Excerpt provided:
════════════════════
Ask HN: Weirdest Computer Architecture?

Scope of “weird architecture”

• Commenters note that “computer architecture” spans multiple axes: computational models (Turing, analog, neural, cellular automata), ISAs (ARM, x86, RISC‑V), styles (CISC, RISC, VLIW, TTA), addressing schemes (stack vs multi‑address), microarchitecture (pipelining, OoO), and system organization (shared vs distributed memory).
• What counts as “weirdest” depends on which axis you look at.

Unconventional physical substrates

• Non‑electronic or hybrid computing: water computers and Soviet water integrators, mechanical fire-control computers, magnetic logic (suggested for extreme environments like Venus), vacuum tubes as clock/power for magnetic logic, pneumatic logic, tinker‑toy computers, crab‑powered logic, and soap‑bubble / annealing‑style optimization.
════════════════════
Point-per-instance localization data
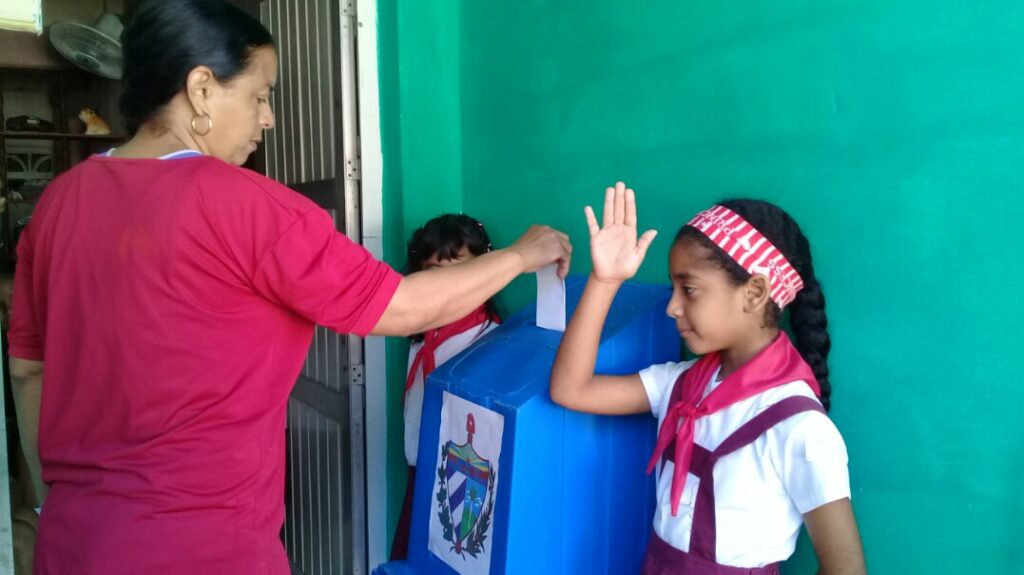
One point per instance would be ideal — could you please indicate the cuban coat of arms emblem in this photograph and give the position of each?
(464, 494)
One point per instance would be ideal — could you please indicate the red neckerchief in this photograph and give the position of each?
(777, 364)
(434, 338)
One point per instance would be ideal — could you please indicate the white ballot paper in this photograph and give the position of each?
(550, 299)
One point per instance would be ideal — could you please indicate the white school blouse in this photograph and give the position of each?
(761, 490)
(414, 396)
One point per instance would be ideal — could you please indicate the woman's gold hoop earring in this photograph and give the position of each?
(209, 124)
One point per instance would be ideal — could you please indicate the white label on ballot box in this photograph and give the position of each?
(463, 504)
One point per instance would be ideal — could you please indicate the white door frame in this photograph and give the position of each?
(373, 223)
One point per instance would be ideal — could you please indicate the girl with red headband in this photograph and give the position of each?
(745, 453)
(444, 240)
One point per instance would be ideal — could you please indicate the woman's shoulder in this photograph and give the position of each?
(220, 181)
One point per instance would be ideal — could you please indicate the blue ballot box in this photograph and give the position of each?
(510, 483)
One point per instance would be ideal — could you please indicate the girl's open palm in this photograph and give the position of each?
(614, 250)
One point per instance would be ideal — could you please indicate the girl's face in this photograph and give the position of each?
(464, 255)
(707, 306)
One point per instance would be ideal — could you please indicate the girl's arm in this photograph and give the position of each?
(616, 254)
(837, 541)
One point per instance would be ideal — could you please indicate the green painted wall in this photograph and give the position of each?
(421, 141)
(892, 131)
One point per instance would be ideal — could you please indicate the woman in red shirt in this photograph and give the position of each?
(170, 297)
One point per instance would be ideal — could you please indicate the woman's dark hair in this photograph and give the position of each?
(164, 40)
(808, 322)
(446, 235)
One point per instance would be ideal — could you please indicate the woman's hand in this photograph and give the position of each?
(614, 250)
(542, 246)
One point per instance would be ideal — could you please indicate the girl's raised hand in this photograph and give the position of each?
(614, 250)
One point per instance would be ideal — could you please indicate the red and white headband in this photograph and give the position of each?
(751, 250)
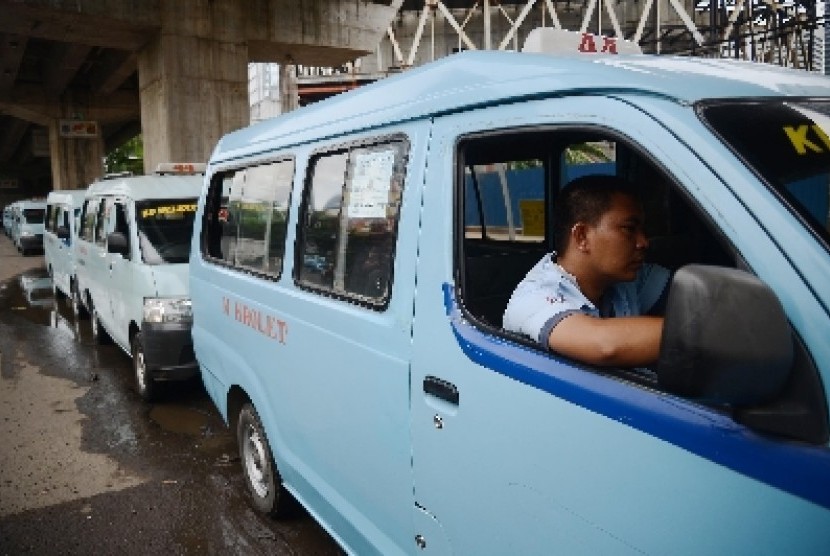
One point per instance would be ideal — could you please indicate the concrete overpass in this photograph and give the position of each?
(80, 76)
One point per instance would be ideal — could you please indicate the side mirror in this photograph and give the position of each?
(117, 243)
(726, 338)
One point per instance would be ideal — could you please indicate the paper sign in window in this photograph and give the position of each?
(370, 184)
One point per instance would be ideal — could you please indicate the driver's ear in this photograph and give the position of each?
(579, 236)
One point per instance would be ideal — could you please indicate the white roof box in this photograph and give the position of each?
(547, 40)
(181, 168)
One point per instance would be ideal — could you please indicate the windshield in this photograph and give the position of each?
(164, 230)
(34, 216)
(787, 143)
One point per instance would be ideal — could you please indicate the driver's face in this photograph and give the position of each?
(617, 241)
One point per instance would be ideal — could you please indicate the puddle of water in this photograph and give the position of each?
(181, 420)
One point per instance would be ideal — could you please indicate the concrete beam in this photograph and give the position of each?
(111, 71)
(63, 64)
(12, 47)
(107, 23)
(14, 130)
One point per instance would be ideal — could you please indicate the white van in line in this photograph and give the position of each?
(27, 225)
(352, 261)
(132, 254)
(63, 209)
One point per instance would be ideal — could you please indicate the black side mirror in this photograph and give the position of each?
(118, 243)
(726, 338)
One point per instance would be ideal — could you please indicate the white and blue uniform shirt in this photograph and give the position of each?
(548, 294)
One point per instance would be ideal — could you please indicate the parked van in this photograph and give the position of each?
(27, 226)
(352, 261)
(132, 255)
(63, 209)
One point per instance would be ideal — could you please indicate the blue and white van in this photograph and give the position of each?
(27, 225)
(63, 209)
(132, 254)
(352, 261)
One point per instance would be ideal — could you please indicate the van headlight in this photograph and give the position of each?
(167, 309)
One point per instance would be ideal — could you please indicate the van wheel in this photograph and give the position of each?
(78, 308)
(261, 475)
(144, 383)
(98, 333)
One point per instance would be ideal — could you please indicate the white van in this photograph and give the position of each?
(132, 255)
(348, 299)
(63, 209)
(8, 218)
(27, 225)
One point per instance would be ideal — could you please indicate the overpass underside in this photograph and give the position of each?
(79, 77)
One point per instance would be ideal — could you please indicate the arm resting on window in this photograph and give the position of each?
(622, 342)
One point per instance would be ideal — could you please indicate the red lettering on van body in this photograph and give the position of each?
(267, 325)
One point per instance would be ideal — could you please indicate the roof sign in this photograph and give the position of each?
(181, 168)
(547, 40)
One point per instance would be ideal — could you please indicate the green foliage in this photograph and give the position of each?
(129, 157)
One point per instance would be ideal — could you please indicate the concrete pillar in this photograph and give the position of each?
(76, 150)
(193, 82)
(289, 97)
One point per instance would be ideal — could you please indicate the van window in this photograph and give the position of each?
(348, 221)
(247, 216)
(496, 256)
(34, 216)
(51, 218)
(87, 220)
(786, 142)
(100, 236)
(165, 227)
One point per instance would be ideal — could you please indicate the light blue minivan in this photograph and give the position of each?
(352, 261)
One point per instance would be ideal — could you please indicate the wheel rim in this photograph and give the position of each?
(255, 462)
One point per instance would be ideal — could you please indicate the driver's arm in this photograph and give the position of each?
(621, 341)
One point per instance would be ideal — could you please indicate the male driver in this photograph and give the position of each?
(567, 300)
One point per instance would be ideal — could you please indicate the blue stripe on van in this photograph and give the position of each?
(799, 469)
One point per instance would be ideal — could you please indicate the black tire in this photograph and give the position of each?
(78, 308)
(258, 468)
(145, 386)
(98, 333)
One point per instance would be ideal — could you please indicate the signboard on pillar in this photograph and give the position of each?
(78, 129)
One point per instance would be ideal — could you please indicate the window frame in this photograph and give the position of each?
(395, 140)
(214, 198)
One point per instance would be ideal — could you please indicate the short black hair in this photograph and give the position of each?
(585, 199)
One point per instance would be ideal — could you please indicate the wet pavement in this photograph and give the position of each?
(87, 468)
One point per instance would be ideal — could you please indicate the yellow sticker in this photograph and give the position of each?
(803, 143)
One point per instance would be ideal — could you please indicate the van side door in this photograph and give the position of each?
(125, 275)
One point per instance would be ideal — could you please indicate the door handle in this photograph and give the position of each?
(441, 388)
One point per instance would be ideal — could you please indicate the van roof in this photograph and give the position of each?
(479, 78)
(74, 197)
(149, 187)
(31, 203)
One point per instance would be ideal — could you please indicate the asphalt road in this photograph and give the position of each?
(87, 468)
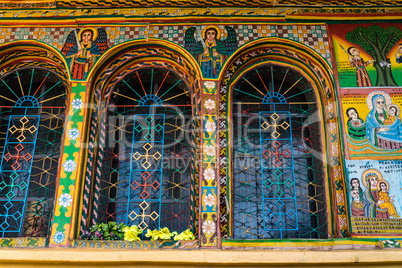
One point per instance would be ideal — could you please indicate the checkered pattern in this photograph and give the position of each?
(313, 36)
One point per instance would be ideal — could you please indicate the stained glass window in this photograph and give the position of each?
(32, 104)
(278, 174)
(145, 178)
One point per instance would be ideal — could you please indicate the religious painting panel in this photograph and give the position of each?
(368, 55)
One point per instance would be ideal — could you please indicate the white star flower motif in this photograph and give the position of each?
(209, 85)
(77, 104)
(59, 237)
(73, 133)
(208, 227)
(65, 200)
(209, 200)
(69, 165)
(209, 174)
(210, 150)
(210, 126)
(209, 104)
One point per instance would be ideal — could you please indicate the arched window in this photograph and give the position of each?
(278, 177)
(147, 156)
(32, 105)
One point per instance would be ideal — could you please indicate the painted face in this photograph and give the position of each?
(383, 186)
(380, 103)
(355, 184)
(354, 193)
(353, 114)
(210, 35)
(355, 52)
(86, 37)
(392, 111)
(373, 182)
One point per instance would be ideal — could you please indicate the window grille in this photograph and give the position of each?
(145, 178)
(32, 104)
(278, 176)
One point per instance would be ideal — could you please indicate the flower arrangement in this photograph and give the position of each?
(105, 231)
(114, 231)
(131, 233)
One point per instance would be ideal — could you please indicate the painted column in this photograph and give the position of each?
(209, 189)
(69, 175)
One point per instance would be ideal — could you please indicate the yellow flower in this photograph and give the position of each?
(185, 235)
(131, 233)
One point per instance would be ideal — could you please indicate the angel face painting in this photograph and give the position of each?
(82, 49)
(211, 52)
════════════════════
Instructions to follow: Please echo the part of the thread on weird computer architectures from "Ask HN: Weirdest" up to and including "you look at.". The data has no connection to the Ask HN thread on weird computer architectures.

Expected output:
Ask HN: Weirdest Computer Architecture?

Scope of “weird architecture”

• Commenters note that “computer architecture” spans multiple axes: computational models (Turing, analog, neural, cellular automata), ISAs (ARM, x86, RISC‑V), styles (CISC, RISC, VLIW, TTA), addressing schemes (stack vs multi‑address), microarchitecture (pipelining, OoO), and system organization (shared vs distributed memory).
• What counts as “weirdest” depends on which axis you look at.